▸ Tekstfragment
━━━━━━━━━━━━━━━━

Als je iemand vraagt hoe hij zich voelt, vraag je eigenlijk naar de concentraties van allerlei hormonen in zijn bloed. Uitgeblust of opgejaagd, euforisch of vervuld van liefde, het zijn allemaal emotionele toestanden die voor een belangrijk deel worden beïnvloed, of zelfs veroorzaakt, door hormonen, de signaalstoffen die je lichaam zelf aanmaakt voor de interne communicatie.

schrikreactie

‘De gemiddelde mens heeft daar erg weinig inzicht in, en dat vind ik jammer’, zegt hormoononderzoeker Peter Bos. Al zal hij de eerste zijn om toe te geven dat het allemaal niet bepaald simpel in elkaar zit. Je hersenactiviteit wordt bijgestuurd door hormonen, maar tegelijkertijd geldt het omgekeerde ook. Een voorbeeld: als je ineens merkt dat je huissleutel niet in je zak zit, zorgt die gedachte dat je meteen klaarwakker bent en je hartslag omhoogschiet. Het hormoon adrenaline is dan een essentiële schakel tussen gedachte en fysieke schrikreactie.

━━━━━━━━━━━━━━━━

▸ Jouw opdracht
Beantwoord de volgende vragen over de tekst over hormonen.
(a) Hoe omschrijft de tekst hormonen?
(b) Welk beroep heeft Peter Bos?
(c) Welk hormoon wordt genoemd als schakel tussen gedachte en fysieke schrikreactie?

(Gegevens voor het aanwijzen van gebieden)

━━━━━━━━━━━━━━━━

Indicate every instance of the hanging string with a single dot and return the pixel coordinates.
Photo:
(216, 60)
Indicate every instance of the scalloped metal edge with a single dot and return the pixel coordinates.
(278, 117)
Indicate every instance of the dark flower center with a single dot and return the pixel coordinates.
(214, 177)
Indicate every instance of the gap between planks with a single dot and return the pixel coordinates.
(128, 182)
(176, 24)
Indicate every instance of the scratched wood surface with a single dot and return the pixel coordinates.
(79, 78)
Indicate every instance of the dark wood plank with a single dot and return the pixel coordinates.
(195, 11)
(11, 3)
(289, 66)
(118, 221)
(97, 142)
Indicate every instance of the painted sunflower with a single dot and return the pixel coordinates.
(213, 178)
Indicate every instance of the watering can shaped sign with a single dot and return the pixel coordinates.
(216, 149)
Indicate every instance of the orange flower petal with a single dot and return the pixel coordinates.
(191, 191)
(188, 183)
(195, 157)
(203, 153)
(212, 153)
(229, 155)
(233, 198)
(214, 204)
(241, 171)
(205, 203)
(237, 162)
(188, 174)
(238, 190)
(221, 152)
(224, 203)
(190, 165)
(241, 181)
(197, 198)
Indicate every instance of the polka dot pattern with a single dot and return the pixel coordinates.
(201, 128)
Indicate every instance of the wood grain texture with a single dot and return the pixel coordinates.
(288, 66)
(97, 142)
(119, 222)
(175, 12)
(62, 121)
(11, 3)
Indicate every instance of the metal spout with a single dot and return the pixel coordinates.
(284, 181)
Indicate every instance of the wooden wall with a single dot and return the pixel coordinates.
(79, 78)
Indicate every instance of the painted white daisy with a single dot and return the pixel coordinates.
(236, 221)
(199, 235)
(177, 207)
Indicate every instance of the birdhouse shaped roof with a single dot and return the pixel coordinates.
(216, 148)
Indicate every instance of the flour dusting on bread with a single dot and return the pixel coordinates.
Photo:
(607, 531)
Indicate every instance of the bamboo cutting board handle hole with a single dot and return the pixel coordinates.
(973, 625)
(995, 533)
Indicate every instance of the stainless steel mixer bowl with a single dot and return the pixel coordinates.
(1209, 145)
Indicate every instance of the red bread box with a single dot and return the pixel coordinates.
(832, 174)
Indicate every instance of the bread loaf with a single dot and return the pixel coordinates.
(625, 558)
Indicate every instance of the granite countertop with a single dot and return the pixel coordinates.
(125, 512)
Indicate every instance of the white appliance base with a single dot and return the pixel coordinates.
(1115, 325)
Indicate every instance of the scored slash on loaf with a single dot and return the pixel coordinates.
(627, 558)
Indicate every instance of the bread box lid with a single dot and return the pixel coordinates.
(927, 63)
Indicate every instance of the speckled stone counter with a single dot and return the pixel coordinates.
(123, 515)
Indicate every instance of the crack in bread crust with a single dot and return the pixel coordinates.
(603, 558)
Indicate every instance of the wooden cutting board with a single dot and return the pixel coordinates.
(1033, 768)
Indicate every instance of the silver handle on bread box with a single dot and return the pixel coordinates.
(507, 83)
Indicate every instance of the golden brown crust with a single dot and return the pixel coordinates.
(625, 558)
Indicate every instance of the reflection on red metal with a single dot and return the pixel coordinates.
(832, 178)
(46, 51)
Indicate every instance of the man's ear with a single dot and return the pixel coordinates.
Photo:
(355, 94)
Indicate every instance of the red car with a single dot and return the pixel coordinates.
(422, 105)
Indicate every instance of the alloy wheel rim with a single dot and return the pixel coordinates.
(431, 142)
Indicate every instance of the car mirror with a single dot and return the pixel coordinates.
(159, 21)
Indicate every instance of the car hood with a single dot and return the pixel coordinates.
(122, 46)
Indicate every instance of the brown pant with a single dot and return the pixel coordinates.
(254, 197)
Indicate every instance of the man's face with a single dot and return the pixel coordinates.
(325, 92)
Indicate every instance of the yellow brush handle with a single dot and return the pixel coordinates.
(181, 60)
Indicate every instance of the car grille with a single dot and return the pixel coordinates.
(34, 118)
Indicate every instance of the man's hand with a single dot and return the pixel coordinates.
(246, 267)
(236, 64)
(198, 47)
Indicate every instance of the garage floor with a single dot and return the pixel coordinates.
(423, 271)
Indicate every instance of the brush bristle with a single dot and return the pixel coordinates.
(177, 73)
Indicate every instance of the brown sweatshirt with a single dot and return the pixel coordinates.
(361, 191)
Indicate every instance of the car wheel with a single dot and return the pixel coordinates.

━━━━━━━━━━━━━━━━

▸ Uitwerking opdracht
(a) Als de signaalstoffen die je lichaam zelf aanmaakt voor de interne communicatie.
(b) Hij is hormoononderzoeker.
(c) Adrenaline.